### Excerpt provided

"""

With horses there are numerous reasons. I think the primary one is that most horse trainers came to the game because they know how to throw horse feed. Almost none of them are athletes themselves and therefore none have themselves done the conditioning that improves their own athletic performance.

It's an interesting Q, and while it's up there, will continue with a few more opinions, next post.

Training:
Tack work 8/27 and 8/29 with riderless speed work every three days. Will call to Remington tomorrow to check on eligibility. Big phone call.

3 Comments:

Anonymous Bill said...

"Measure what is measurable, and make measurable what is not so."

— Galilei, Galileo (1564 - 1642)

What doesn't get measured, doesn't get improved, some other guy not as smart as Galileo said that.

This past weekend, for the second time this year, a client of mine entered a 3yo colt in a Grade I race on dirt over one mile.

Twice, I advised Hall of Fame trainers that my V200 HR/GPS data on these two separate colts indicated they did not yet possess graded stake ability. Twice, I was overruled. Twice, horses bet down to 7-1 or so finished 30+ lengths back of the leader.

If you have a horse that travels aerobically 12 feet per heart beat and he races against others who travel 14 feet - you will get crushed every single time.

Horsemen in other countries are doing this, but so far not in the US. But, times they are a changing - I'm learning to keep quiet on my conditioning opinions and help horsemen/horsewomen place their horses more accurately based on physiological data gathered during training.

For yours on the farm RR a few data points:

To break his maiden at a lower level track, yours needs to gallop at 24mph with a HR around 200bpm.

Also, he needs to breeze 3F in a reasonable time and have HR hit over 215bpm during that work, yet settle to 120bpm 2min past the wire.

Then again, if you send him to Keeneland or Saratoga, you need better numbers that this.

8/31/11, 8:33 AM  
Anonymous Bill said...

Back to other human sports: ALL head coaches leave conditioning up to expert specialists; some are good, some suck.

"""

### Prompt 1
Extract the wording of the horse training post between "Twice, I advised" and "every single time.", inclusive.
### Prompt 2
Answer these questions from the horse training post:
(a) How often is the riderless speed work scheduled?
(b) Who is credited with the quotation "Measure what is measurable, and make measurable what is not so"?
(c) To what heart rate should the horse settle 2 minutes past the wire after a 3F breeze?
### Prompt 3
Proceed with the horse training post, starting after its last sentence.
The data after this point are separate material and are not part of the horse training post.

### Source data
"""

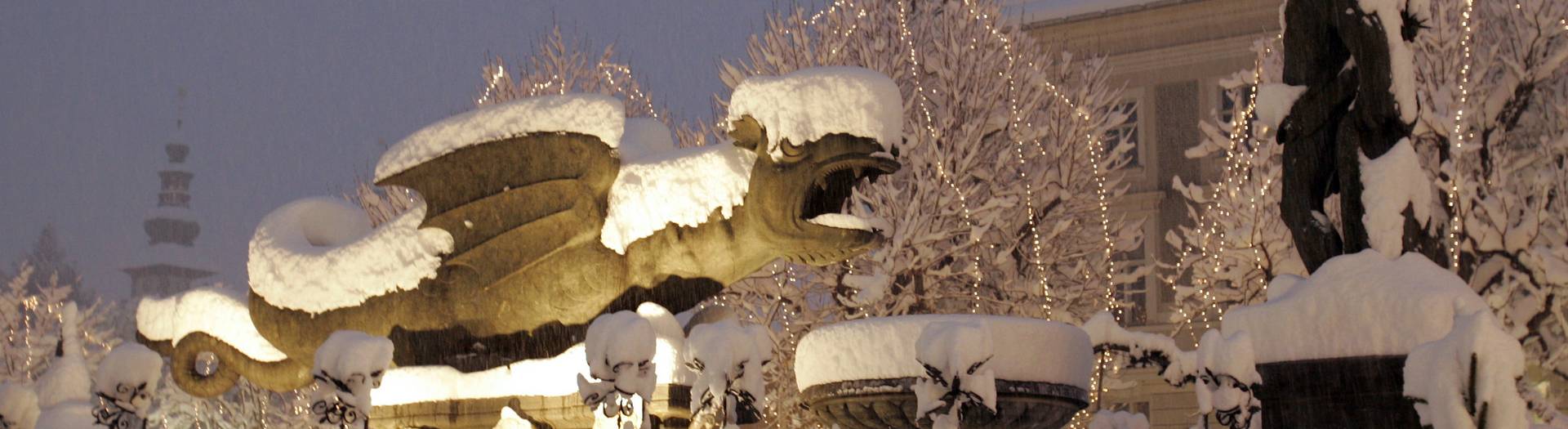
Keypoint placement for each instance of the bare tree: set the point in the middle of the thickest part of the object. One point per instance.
(1000, 204)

"""

### Written reply 1
Twice, I advised Hall of Fame trainers that my V200 HR/GPS data on these two separate colts indicated they did not yet possess graded stake ability. Twice, I was overruled. Twice, horses bet down to 7-1 or so finished 30+ lengths back of the leader.

If you have a horse that travels aerobically 12 feet per heart beat and he races against others who travel 14 feet - you will get crushed every single time.

### Written reply 2
(a) Every three days.
(b) Galilei, Galileo (1564 - 1642).
(c) 120bpm.

### Written reply 3
But in horseracing, the trainer has several jobs: nutritionist, exercise physiologist, condition book reader, owner liaison, manager of labor, etc.

Some idiot once compared a horse trainer to Phil Jackson, coach of the Lakers. Phil Jackson manages talent and implements game strategy - he has ZERO input on how to keep Kobe Bryant running fast, jumping high, and reasonably healthy.

There is a team of experts in place for that. 'Training' in horseracing is mainly behavioral - and is very much an art as each horse is a different individual.

'Conditioning' is a different story as all horses have the same blood, bone, cells, etc. It is not an art, it is a science.

Can you train horses precisely like you train humans, a la Ivers? No. Humans are predators, horses are prey - they are put together differently by nature. There are similarities, but there are also many differences.

For one thing, it takes a human 120sec to reach maximum HR, but elite horses do so in 12sec or less.

8/31/11, 8:44 AM  
Anonymous Bill said...

I cannot tell you how to read a condition book.
I cannot tell you if there is heat in a leg.
I cannot tell you what the hell to feed a racehorse.
I cannot tell you when one is sore, or lame.
I cannot tell you a whole bunch of stuff that you have learned over the years dealing with horses.

But I can tell you how far, how fast, and how frequently an individual horse needs to go in order to get better - and I can back it up with objective, numerical feedback collected during exercise.
I can also tell you what types of HR/GPS numbers you need to have to be competitive at a claiming, allowance, or stakes level and over tracks at anywhere from Beulah to Saratoga.
I had lunch with a top flight vet who told me I was an idiot and trainers knew when a horse had a V200 of 25mph vs 28mph, and he was quite wrong.